╭──

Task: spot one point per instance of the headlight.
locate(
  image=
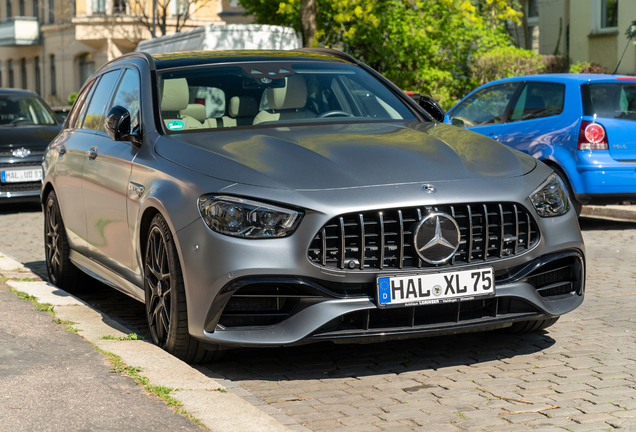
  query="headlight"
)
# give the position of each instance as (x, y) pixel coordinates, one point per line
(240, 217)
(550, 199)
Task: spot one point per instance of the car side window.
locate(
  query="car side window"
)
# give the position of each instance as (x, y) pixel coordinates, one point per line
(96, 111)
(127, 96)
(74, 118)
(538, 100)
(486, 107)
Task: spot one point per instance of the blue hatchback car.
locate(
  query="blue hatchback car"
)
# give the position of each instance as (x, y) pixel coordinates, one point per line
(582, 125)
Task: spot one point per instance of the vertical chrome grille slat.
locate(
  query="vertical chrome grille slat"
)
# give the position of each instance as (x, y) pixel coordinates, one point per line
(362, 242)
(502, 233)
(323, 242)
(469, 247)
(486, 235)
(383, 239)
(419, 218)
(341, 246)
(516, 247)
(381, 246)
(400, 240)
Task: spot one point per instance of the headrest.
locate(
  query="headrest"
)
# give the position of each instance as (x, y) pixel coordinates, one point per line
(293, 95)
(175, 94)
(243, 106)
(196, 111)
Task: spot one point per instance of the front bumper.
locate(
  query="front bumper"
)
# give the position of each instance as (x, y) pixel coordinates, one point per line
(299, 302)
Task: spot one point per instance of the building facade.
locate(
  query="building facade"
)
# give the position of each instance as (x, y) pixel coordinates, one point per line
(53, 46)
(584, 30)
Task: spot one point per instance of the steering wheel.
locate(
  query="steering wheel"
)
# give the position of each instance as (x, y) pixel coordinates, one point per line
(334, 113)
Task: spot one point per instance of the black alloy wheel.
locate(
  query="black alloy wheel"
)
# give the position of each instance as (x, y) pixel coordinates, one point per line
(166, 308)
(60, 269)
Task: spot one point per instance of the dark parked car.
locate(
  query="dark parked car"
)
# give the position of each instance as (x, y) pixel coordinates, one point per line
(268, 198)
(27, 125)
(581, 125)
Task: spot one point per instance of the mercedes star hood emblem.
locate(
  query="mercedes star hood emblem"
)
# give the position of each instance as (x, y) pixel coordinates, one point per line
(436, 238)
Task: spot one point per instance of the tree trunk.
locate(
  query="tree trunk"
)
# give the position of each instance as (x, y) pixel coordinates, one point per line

╰──
╭──

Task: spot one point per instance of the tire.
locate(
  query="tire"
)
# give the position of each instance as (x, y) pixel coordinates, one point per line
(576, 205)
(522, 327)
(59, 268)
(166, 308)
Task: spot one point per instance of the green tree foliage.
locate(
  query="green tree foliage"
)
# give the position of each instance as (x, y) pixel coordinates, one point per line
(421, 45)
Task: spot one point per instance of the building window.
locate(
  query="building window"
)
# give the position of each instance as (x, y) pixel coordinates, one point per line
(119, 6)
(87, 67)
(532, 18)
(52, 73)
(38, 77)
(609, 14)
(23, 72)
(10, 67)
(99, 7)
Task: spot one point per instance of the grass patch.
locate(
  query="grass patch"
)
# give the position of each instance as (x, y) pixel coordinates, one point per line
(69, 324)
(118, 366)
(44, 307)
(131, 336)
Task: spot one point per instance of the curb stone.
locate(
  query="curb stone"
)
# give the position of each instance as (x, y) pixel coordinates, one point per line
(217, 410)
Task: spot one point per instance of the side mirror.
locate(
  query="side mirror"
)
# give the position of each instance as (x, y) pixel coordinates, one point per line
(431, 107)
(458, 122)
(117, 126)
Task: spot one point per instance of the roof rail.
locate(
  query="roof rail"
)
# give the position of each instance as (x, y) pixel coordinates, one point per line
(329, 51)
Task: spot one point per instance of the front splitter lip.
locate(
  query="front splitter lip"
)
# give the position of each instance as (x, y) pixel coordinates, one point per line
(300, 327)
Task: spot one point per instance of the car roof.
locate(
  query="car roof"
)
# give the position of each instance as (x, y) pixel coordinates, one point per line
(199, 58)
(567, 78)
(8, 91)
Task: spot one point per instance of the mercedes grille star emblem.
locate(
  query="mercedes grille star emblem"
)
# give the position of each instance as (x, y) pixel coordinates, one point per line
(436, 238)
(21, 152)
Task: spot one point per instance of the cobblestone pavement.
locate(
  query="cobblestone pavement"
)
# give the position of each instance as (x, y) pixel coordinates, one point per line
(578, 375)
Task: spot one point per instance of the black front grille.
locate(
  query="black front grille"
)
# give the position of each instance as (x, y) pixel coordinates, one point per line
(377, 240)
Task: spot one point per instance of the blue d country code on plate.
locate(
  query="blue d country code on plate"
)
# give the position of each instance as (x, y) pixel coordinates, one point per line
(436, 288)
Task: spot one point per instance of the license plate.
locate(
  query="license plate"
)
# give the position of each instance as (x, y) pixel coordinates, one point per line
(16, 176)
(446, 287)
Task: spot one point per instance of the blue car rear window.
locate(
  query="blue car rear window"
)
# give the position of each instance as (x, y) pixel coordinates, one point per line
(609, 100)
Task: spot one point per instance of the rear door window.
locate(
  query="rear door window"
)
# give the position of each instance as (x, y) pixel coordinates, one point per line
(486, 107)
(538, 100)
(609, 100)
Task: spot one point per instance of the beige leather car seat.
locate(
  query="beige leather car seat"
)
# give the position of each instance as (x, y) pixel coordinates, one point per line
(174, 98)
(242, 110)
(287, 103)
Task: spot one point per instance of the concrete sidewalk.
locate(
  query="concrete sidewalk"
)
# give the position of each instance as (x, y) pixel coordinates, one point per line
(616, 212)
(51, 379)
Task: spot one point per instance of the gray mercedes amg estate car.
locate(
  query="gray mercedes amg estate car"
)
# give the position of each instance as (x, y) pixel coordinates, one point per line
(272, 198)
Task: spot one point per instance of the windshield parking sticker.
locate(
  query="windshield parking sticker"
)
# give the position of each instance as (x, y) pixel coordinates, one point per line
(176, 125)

╰──

> [Work to complete]: Locate the word "steering" in the records above, and return each line that has it.

> [Task result]:
Task: spot one point per instance of the steering wheel.
  query="steering wheel"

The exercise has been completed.